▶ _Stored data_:
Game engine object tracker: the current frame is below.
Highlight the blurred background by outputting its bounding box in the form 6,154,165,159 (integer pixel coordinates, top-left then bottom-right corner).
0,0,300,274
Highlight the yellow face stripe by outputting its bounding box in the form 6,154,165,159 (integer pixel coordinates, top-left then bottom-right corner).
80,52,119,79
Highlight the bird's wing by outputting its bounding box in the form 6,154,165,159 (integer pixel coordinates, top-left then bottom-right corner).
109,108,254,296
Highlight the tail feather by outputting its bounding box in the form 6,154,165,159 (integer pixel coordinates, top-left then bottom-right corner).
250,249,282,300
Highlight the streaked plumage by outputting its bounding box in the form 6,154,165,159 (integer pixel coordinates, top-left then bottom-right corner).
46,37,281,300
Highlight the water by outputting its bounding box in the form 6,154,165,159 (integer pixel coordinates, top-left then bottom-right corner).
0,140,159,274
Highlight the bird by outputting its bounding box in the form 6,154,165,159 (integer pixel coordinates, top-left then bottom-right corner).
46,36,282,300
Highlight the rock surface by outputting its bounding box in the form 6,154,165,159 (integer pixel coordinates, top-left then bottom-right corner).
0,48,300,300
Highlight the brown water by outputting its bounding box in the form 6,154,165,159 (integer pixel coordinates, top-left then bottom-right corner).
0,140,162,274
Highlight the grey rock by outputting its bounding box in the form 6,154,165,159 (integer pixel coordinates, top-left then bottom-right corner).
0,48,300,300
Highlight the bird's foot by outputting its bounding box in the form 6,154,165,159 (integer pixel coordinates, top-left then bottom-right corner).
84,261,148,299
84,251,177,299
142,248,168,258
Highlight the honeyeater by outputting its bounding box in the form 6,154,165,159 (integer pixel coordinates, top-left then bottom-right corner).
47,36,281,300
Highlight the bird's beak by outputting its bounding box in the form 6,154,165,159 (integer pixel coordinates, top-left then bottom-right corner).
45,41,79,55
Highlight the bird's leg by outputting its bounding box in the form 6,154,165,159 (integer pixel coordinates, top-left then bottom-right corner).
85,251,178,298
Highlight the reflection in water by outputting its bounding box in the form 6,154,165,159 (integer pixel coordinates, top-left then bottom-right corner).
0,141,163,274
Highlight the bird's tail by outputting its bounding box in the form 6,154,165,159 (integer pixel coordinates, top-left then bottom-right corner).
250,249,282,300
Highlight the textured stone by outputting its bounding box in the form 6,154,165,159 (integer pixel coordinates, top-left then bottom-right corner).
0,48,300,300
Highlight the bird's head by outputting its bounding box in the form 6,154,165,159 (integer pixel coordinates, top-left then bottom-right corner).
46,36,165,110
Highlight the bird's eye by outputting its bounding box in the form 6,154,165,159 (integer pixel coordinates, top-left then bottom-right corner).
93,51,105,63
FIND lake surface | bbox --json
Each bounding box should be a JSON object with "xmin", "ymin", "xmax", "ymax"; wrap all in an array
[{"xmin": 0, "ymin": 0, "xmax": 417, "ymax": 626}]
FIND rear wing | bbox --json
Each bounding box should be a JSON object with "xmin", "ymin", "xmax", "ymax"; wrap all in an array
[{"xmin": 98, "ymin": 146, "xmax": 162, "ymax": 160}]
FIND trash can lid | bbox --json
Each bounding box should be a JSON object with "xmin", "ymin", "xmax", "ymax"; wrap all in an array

▶ _Written exercise_: Please rescale the lines from the one containing "FIND lake surface | bbox --json" through the end of the material, both included. Reproduce all of them with the requests unchanged, but multiply each bounding-box coordinate in the answers by 0.4 and round it to a whole number, rounding halves up.

▶ _Task response_:
FIND lake surface | bbox --json
Each bounding box should be a JSON object with "xmin", "ymin", "xmax", "ymax"; wrap all in an array
[{"xmin": 0, "ymin": 0, "xmax": 167, "ymax": 250}]
FIND rear wing | bbox --json
Each bounding box should be a JSON object with "xmin", "ymin", "xmax", "ymax"; wrap all in an array
[{"xmin": 39, "ymin": 58, "xmax": 65, "ymax": 64}]
FIND trash can lid | bbox --json
Each bounding box should be a JSON object with "xmin", "ymin", "xmax", "ymax"; wrap all in an array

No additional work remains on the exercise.